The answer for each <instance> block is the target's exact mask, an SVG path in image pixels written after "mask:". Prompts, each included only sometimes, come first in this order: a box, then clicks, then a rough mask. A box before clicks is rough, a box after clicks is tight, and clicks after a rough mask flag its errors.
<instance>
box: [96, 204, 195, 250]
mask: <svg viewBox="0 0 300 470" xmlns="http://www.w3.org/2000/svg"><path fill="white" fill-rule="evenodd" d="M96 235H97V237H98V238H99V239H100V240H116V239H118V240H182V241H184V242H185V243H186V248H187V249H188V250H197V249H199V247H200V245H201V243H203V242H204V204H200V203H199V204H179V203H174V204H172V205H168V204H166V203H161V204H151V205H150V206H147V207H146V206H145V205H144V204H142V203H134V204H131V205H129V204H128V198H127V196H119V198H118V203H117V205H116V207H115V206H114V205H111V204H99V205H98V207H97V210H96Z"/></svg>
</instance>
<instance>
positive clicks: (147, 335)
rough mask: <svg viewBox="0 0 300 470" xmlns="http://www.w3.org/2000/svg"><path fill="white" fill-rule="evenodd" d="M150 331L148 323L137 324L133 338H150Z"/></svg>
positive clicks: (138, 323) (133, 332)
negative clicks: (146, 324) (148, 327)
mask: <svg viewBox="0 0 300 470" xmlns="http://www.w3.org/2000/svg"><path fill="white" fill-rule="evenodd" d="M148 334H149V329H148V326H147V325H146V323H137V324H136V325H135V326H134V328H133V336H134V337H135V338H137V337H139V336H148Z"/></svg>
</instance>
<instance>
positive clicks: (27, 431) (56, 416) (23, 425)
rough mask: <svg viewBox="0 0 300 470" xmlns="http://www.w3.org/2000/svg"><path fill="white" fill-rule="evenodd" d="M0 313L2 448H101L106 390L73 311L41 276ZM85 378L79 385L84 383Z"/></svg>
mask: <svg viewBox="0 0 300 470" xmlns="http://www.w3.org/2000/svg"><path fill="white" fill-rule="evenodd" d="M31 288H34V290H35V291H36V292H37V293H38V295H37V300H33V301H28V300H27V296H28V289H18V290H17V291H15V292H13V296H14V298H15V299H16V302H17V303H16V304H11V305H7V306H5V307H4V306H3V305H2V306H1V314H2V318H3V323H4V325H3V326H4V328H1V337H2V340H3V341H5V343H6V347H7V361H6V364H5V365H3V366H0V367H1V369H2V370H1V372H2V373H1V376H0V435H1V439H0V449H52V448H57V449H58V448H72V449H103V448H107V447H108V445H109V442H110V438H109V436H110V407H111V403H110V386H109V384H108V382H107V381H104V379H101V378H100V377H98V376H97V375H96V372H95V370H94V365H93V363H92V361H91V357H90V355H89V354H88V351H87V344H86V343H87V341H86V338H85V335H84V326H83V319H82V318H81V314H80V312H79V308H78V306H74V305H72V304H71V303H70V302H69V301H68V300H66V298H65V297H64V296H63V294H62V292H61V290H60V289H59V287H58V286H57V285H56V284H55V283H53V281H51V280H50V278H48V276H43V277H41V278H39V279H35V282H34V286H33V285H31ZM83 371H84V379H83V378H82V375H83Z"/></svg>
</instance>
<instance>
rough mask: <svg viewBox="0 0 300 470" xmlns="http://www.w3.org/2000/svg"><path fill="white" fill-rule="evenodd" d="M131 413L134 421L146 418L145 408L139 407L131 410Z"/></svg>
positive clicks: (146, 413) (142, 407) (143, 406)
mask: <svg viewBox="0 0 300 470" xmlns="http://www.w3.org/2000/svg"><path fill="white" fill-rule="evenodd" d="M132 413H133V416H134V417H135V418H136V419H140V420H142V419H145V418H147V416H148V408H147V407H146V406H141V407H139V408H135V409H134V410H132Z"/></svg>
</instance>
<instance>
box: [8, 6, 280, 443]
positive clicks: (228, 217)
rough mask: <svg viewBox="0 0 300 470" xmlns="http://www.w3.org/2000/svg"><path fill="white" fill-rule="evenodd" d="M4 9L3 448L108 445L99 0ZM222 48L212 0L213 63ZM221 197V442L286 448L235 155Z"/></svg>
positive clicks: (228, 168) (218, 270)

■ EXERCISE PROMPT ■
Rewrite the entries above, changing every "rough mask" to "coarse mask" and leaving the rest untouched.

■ EXPECTED ANSWER ■
The answer for each <instance> block is the target's exact mask, an SVG path in image pixels written after "mask:". Prompts, each included only sometimes, come first in this order: a box, then clicks, then a coarse mask. A box before clicks is rough, a box after clicks is tight, and clicks after a coarse mask flag its errors.
<instance>
box: [96, 204, 195, 250]
mask: <svg viewBox="0 0 300 470" xmlns="http://www.w3.org/2000/svg"><path fill="white" fill-rule="evenodd" d="M96 235H97V237H98V238H99V239H100V240H116V239H118V240H182V241H184V242H185V243H186V248H187V249H188V250H197V249H199V247H200V245H201V243H203V242H204V204H200V203H199V204H179V203H174V204H172V205H168V204H166V203H161V204H151V205H150V206H147V207H146V206H145V205H144V204H142V203H134V204H131V205H129V204H128V198H127V196H119V198H118V203H117V205H116V207H115V206H114V205H111V204H99V205H98V207H97V210H96Z"/></svg>
</instance>
<instance>
positive clicks: (147, 335)
coarse mask: <svg viewBox="0 0 300 470" xmlns="http://www.w3.org/2000/svg"><path fill="white" fill-rule="evenodd" d="M150 331L148 323L137 324L133 338H150Z"/></svg>
positive clicks: (138, 323) (133, 332)
negative clicks: (146, 324) (148, 327)
mask: <svg viewBox="0 0 300 470" xmlns="http://www.w3.org/2000/svg"><path fill="white" fill-rule="evenodd" d="M148 334H149V329H148V326H147V325H146V323H137V324H136V325H135V326H134V328H133V336H134V337H135V338H137V337H139V336H148Z"/></svg>
</instance>
<instance>
positive clicks: (27, 431) (56, 416) (23, 425)
coarse mask: <svg viewBox="0 0 300 470" xmlns="http://www.w3.org/2000/svg"><path fill="white" fill-rule="evenodd" d="M0 313L2 448H101L106 390L73 311L41 276ZM85 378L79 385L84 383Z"/></svg>
mask: <svg viewBox="0 0 300 470" xmlns="http://www.w3.org/2000/svg"><path fill="white" fill-rule="evenodd" d="M31 288H34V290H35V291H36V292H37V293H38V295H37V300H33V301H28V300H27V296H28V289H18V290H17V291H15V292H13V296H14V298H15V299H16V302H17V303H16V304H11V305H7V306H5V307H4V306H3V305H2V306H1V314H2V318H3V323H4V325H3V326H4V328H1V337H2V340H3V341H5V343H6V347H7V361H6V364H5V365H3V366H0V367H1V369H2V370H1V372H2V373H1V376H0V435H1V439H0V449H52V448H57V449H58V448H72V449H103V448H107V447H108V445H109V442H110V438H109V436H110V407H111V403H110V386H109V384H108V382H107V381H104V379H101V378H100V377H98V376H97V375H96V372H95V370H94V365H93V363H92V361H91V357H90V355H89V354H88V351H87V344H86V343H87V341H86V338H85V335H84V326H83V319H82V318H81V314H80V312H79V308H78V306H74V305H72V304H71V303H70V302H69V301H68V300H66V298H65V297H64V296H63V294H62V292H61V290H60V289H59V287H58V286H57V285H56V284H55V283H53V281H51V280H50V278H48V276H43V277H41V278H39V279H35V282H34V286H33V285H31ZM83 371H84V379H83V378H82V375H83Z"/></svg>
</instance>
<instance>
coarse mask: <svg viewBox="0 0 300 470" xmlns="http://www.w3.org/2000/svg"><path fill="white" fill-rule="evenodd" d="M131 413L134 421L146 418L145 408L139 407L131 410Z"/></svg>
positive clicks: (146, 413) (142, 407) (143, 406)
mask: <svg viewBox="0 0 300 470" xmlns="http://www.w3.org/2000/svg"><path fill="white" fill-rule="evenodd" d="M132 413H133V416H134V417H135V418H136V419H140V420H142V419H145V418H147V416H148V408H147V407H146V406H141V407H139V408H135V409H134V410H132Z"/></svg>
</instance>
<instance>
box: [8, 6, 280, 443]
positive clicks: (228, 217)
coarse mask: <svg viewBox="0 0 300 470" xmlns="http://www.w3.org/2000/svg"><path fill="white" fill-rule="evenodd" d="M4 9L3 448L108 445L99 0ZM222 48L212 0L213 63ZM221 197V442L286 448L235 155Z"/></svg>
positive clicks: (228, 168) (218, 270)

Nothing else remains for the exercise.